Have you seen "Delegated permissions are not available and inheritance is
automatically disabled" (http://support.microsoft.com/?id=817433)
This article describes how you can configure which default protected groups
are protected or not by the adminsdholder object. Although possible I do not
recommend it as there is more like I mention below.

You are using the group "print operators" to manage printers, so this means
your DCs are also print servers. Is this correct?
Are you aware that the admin that manages the OU and its child objects (has
Full Control) can log on to your DCs?
That admin can change the password of the user that is a member of the print
operators. After that he can use that user's credentials to log on to a DC.
Why? By default print operators have ability to logon to DCs and do some
stuff like shutting down the DC and load and unload device drivers (install
printer drivers and others)

**Exercise a:**
Print the passage of the post about print operators word for word, from "You are using" to "on to a DC.".
The post and the records are unrelated material.

**Entries provided:**
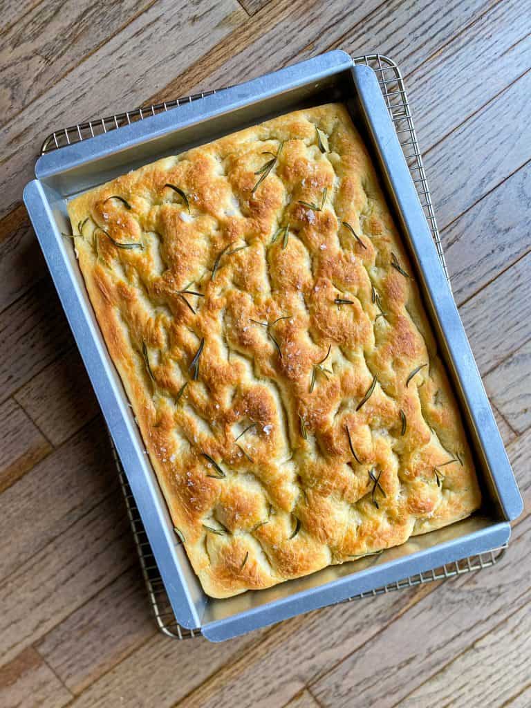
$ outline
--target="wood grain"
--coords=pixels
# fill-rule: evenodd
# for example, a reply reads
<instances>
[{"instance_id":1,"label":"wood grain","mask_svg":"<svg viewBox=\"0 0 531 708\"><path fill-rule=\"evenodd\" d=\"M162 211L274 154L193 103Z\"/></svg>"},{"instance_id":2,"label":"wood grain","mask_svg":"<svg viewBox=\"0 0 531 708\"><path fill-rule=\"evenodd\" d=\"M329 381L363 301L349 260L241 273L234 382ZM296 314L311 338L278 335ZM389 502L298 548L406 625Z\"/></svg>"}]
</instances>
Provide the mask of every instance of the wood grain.
<instances>
[{"instance_id":1,"label":"wood grain","mask_svg":"<svg viewBox=\"0 0 531 708\"><path fill-rule=\"evenodd\" d=\"M95 421L0 495L0 583L118 493L108 438Z\"/></svg>"},{"instance_id":2,"label":"wood grain","mask_svg":"<svg viewBox=\"0 0 531 708\"><path fill-rule=\"evenodd\" d=\"M509 615L529 588L531 518L511 540L510 561L447 581L316 683L323 706L390 708ZM517 605L518 606L518 605ZM377 671L377 676L375 675ZM376 680L377 679L377 680Z\"/></svg>"},{"instance_id":3,"label":"wood grain","mask_svg":"<svg viewBox=\"0 0 531 708\"><path fill-rule=\"evenodd\" d=\"M72 341L52 281L43 278L0 314L0 399L72 348Z\"/></svg>"},{"instance_id":4,"label":"wood grain","mask_svg":"<svg viewBox=\"0 0 531 708\"><path fill-rule=\"evenodd\" d=\"M518 605L513 614L396 704L396 708L423 708L434 703L452 708L479 704L484 708L506 705L520 692L522 684L529 680L531 590L527 591ZM500 656L503 657L503 661L499 661Z\"/></svg>"},{"instance_id":5,"label":"wood grain","mask_svg":"<svg viewBox=\"0 0 531 708\"><path fill-rule=\"evenodd\" d=\"M52 446L13 399L0 404L0 440L1 493L45 457Z\"/></svg>"},{"instance_id":6,"label":"wood grain","mask_svg":"<svg viewBox=\"0 0 531 708\"><path fill-rule=\"evenodd\" d=\"M62 708L72 696L32 647L0 668L0 705Z\"/></svg>"},{"instance_id":7,"label":"wood grain","mask_svg":"<svg viewBox=\"0 0 531 708\"><path fill-rule=\"evenodd\" d=\"M99 412L84 365L73 348L19 389L15 399L56 447ZM104 424L100 420L99 425Z\"/></svg>"},{"instance_id":8,"label":"wood grain","mask_svg":"<svg viewBox=\"0 0 531 708\"><path fill-rule=\"evenodd\" d=\"M286 703L285 708L319 708L319 703L307 689Z\"/></svg>"},{"instance_id":9,"label":"wood grain","mask_svg":"<svg viewBox=\"0 0 531 708\"><path fill-rule=\"evenodd\" d=\"M459 308L476 362L487 374L531 337L531 253Z\"/></svg>"},{"instance_id":10,"label":"wood grain","mask_svg":"<svg viewBox=\"0 0 531 708\"><path fill-rule=\"evenodd\" d=\"M108 495L38 553L17 563L0 585L0 664L137 562L119 493Z\"/></svg>"},{"instance_id":11,"label":"wood grain","mask_svg":"<svg viewBox=\"0 0 531 708\"><path fill-rule=\"evenodd\" d=\"M240 708L282 705L339 657L359 650L389 622L420 602L435 584L326 607L275 627L239 661L179 704L215 708L230 702Z\"/></svg>"},{"instance_id":12,"label":"wood grain","mask_svg":"<svg viewBox=\"0 0 531 708\"><path fill-rule=\"evenodd\" d=\"M152 1L47 0L25 13L4 34L0 45L0 104L4 108L0 125L118 34Z\"/></svg>"},{"instance_id":13,"label":"wood grain","mask_svg":"<svg viewBox=\"0 0 531 708\"><path fill-rule=\"evenodd\" d=\"M55 675L79 694L156 632L140 566L134 563L36 646Z\"/></svg>"},{"instance_id":14,"label":"wood grain","mask_svg":"<svg viewBox=\"0 0 531 708\"><path fill-rule=\"evenodd\" d=\"M485 379L491 400L517 431L531 426L531 340L526 342Z\"/></svg>"},{"instance_id":15,"label":"wood grain","mask_svg":"<svg viewBox=\"0 0 531 708\"><path fill-rule=\"evenodd\" d=\"M246 17L236 0L161 0L89 54L5 125L0 217L20 200L43 134L141 103Z\"/></svg>"},{"instance_id":16,"label":"wood grain","mask_svg":"<svg viewBox=\"0 0 531 708\"><path fill-rule=\"evenodd\" d=\"M527 162L442 232L458 303L469 299L527 252L530 222L531 162Z\"/></svg>"}]
</instances>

**Exercise b:**
Rewrite the lines of the records from their start through the line with "Provide the mask", replacing "wood grain" with "tree knot" and leaving everything else unchanged. Give only those lines, without the pictures.

**Expected answer a:**
You are using the group "print operators" to manage printers, so this means
your DCs are also print servers. Is this correct?
Are you aware that the admin that manages the OU and its child objects (has
Full Control) can log on to your DCs?
That admin can change the password of the user that is a member of the print
operators. After that he can use that user's credentials to log on to a DC.

**Expected answer b:**
$ outline
--target="tree knot"
--coords=pixels
# fill-rule: evenodd
# for example, a reply reads
<instances>
[{"instance_id":1,"label":"tree knot","mask_svg":"<svg viewBox=\"0 0 531 708\"><path fill-rule=\"evenodd\" d=\"M162 211L274 154L193 103Z\"/></svg>"},{"instance_id":2,"label":"tree knot","mask_svg":"<svg viewBox=\"0 0 531 708\"><path fill-rule=\"evenodd\" d=\"M329 381L363 301L349 260L241 273L234 382ZM296 314L311 338L278 335ZM389 502L298 548L406 625Z\"/></svg>"}]
</instances>
Provide the mask of every instance of the tree knot.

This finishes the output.